(Records for this task)

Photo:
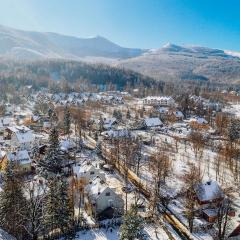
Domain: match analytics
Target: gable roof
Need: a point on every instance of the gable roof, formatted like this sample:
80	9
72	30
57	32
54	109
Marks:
208	191
152	122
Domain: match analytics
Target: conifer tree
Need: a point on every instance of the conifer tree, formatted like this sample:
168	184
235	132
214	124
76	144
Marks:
67	121
66	212
128	116
51	164
12	202
58	208
132	226
51	206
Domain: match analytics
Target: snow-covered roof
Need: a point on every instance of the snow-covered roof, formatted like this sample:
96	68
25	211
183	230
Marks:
199	120
25	137
162	98
178	114
208	191
83	169
163	109
21	156
96	188
5	236
152	122
66	144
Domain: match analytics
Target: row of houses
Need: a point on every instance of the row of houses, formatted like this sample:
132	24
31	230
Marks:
159	101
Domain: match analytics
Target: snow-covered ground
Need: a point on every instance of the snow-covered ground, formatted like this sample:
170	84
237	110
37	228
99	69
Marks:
233	109
153	232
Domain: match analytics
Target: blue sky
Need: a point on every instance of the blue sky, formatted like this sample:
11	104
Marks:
132	23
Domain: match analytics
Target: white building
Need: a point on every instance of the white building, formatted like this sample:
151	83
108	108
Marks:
21	137
159	101
152	122
102	201
87	172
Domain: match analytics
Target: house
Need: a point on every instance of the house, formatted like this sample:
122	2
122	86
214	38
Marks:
87	172
235	234
208	193
152	122
22	158
210	214
21	137
178	115
199	120
159	101
101	201
3	161
5	236
163	110
4	123
67	145
108	123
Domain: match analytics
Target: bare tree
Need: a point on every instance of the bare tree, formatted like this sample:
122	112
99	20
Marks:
191	179
222	223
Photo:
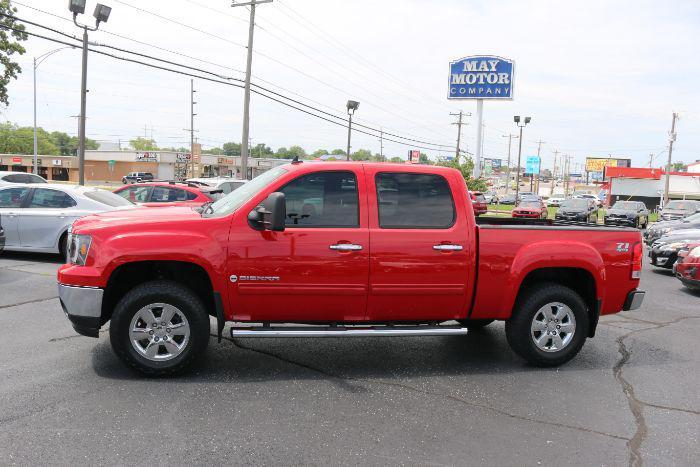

(End Records for this task)

#### [Task brief]
For every line in the data above that has the string "covered", return that line.

#### [Answer box]
Target: snow-covered roof
Need: a point on every instance of the snow-covered roof, formatted like this sample:
Target: snow-covered ground
Need: a point on every instance of the snow-covered ground, formatted like this sample:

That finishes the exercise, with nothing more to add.